_Task A_.
Answer these questions about the online safety article:
(i) What position does Jay Foley hold at ITRC?
(ii) Before going to a new website someone sends a link to, what should you check that link with?
(iii) When a warning about a malicious attack is itself the attack, what do the attackers want you to do?
_Task B_. Write the next part of the online safety article, picking up after its final sentence.

_Source extract_.
+ + + +

By Jay Foley, Executive Director, ITRC
“Online” is now part of the everyday lingo heard everywhere you go – from the classroom to the boardroom. Most computers are constantly online, just the same as our cell phones and our personal digital assistants. Our children, friends and family are Internet-connected almost every day – for some it’s from morning to night.
With our increased connected time, there comes the added threat of exposure to various dangers in our online activities. Here are some simple thoughts on reducing your risk to these various threats.
Be suspicious of going to new online addresses. For example, if someone sends you a link to a new website, check out that link with a reliable source that identifies good versus harmful URLs prior to actually going to the website. You should look before you leap, regardless of whether you suspect anything. Some current attack methods take only a few seconds to infiltrate once you have loaded a web page.
If you receive a warning while on-line about a malicious attack, sometimes it is the attack itself (they want you to panic, click “OK”) and thus install their malware. Malware attacks can be triggered by opening an file, looking at a photo file, clicking into an infected website, or by allowing a pop-up advertisement to run on your computer. A virus can be unleashed by opening an email or photo files.

+ + + +

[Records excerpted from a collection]
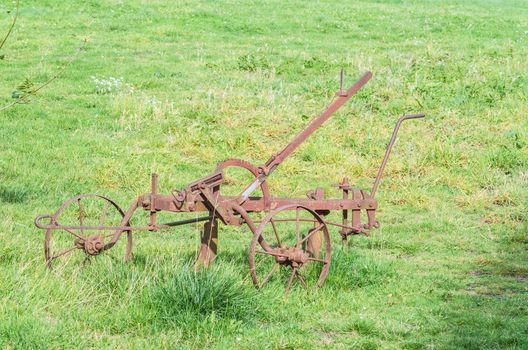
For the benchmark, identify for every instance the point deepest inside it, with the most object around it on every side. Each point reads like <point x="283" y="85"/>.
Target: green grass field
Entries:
<point x="200" y="82"/>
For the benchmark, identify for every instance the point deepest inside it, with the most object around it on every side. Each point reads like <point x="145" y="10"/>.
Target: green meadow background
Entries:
<point x="174" y="87"/>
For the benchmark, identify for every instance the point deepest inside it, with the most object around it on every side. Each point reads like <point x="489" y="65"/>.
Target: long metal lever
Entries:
<point x="389" y="149"/>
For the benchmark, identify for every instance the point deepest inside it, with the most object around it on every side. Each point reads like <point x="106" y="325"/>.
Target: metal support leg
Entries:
<point x="208" y="246"/>
<point x="315" y="243"/>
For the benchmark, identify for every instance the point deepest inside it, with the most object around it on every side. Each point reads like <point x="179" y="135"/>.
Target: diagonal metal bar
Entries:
<point x="317" y="229"/>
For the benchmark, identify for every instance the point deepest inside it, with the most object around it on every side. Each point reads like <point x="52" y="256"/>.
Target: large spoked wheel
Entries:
<point x="282" y="248"/>
<point x="84" y="231"/>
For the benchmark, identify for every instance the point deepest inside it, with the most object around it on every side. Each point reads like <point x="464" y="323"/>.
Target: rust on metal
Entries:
<point x="293" y="235"/>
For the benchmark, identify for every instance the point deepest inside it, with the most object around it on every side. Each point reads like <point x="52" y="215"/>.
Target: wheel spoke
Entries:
<point x="303" y="282"/>
<point x="311" y="233"/>
<point x="265" y="280"/>
<point x="81" y="214"/>
<point x="103" y="217"/>
<point x="290" y="279"/>
<point x="275" y="231"/>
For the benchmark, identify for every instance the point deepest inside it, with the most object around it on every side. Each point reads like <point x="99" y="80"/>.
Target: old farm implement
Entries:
<point x="290" y="239"/>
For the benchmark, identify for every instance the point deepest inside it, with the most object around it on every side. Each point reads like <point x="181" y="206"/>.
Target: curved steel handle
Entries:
<point x="389" y="149"/>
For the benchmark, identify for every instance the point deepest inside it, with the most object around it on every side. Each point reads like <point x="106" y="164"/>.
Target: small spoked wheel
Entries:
<point x="81" y="233"/>
<point x="291" y="244"/>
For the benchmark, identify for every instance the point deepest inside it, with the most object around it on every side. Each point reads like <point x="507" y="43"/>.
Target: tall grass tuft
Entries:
<point x="184" y="297"/>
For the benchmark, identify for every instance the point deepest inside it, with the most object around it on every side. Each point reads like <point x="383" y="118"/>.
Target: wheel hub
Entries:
<point x="291" y="256"/>
<point x="92" y="245"/>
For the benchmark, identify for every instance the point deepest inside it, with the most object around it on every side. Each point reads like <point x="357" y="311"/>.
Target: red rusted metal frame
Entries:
<point x="204" y="195"/>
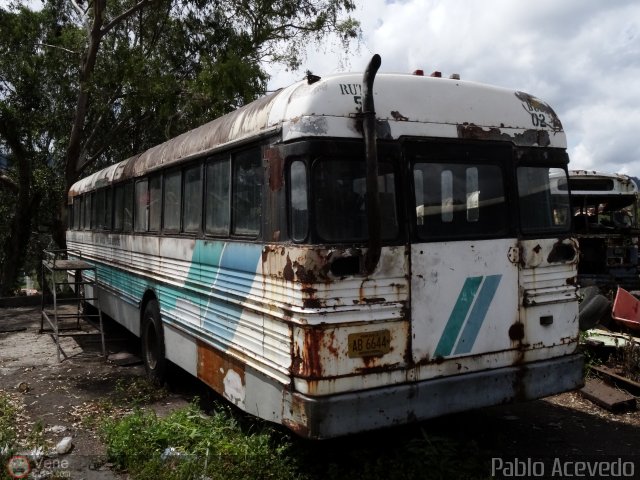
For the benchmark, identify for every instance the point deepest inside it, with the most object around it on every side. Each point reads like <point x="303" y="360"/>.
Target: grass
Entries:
<point x="188" y="444"/>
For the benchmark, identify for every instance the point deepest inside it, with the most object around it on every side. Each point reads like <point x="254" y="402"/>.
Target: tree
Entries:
<point x="114" y="77"/>
<point x="32" y="67"/>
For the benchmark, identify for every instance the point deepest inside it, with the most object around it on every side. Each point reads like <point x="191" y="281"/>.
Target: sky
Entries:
<point x="580" y="56"/>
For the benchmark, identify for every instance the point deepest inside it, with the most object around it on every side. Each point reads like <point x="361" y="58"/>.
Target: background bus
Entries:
<point x="605" y="218"/>
<point x="249" y="253"/>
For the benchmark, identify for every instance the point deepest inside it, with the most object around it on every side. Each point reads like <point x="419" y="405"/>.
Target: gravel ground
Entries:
<point x="63" y="398"/>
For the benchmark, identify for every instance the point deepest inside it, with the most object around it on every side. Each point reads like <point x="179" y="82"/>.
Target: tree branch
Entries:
<point x="8" y="183"/>
<point x="56" y="46"/>
<point x="124" y="15"/>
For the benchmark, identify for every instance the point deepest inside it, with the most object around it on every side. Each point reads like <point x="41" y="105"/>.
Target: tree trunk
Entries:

+ + + +

_Task response A_.
(i) Executive Director
(ii) A reliable source that identifies good versus harmful URLs
(iii) Panic and click "OK"

_Task response B_.
Without properly installed and updated antivirus software, your computer can be infected. Keep your protection software up to date at all times, including updates to your Windows or other operating system. Remember the criminals spend their time and energy trying to stay two steps ahead of the most recent safeguards. Their goal is rarely to destroy your computer but most often to use it to gather personal identifying information (PII) or make attacks upon other servers.
The most important aspect of online safety is your attitude. Never forget that some things are not what they seem in the Internet world.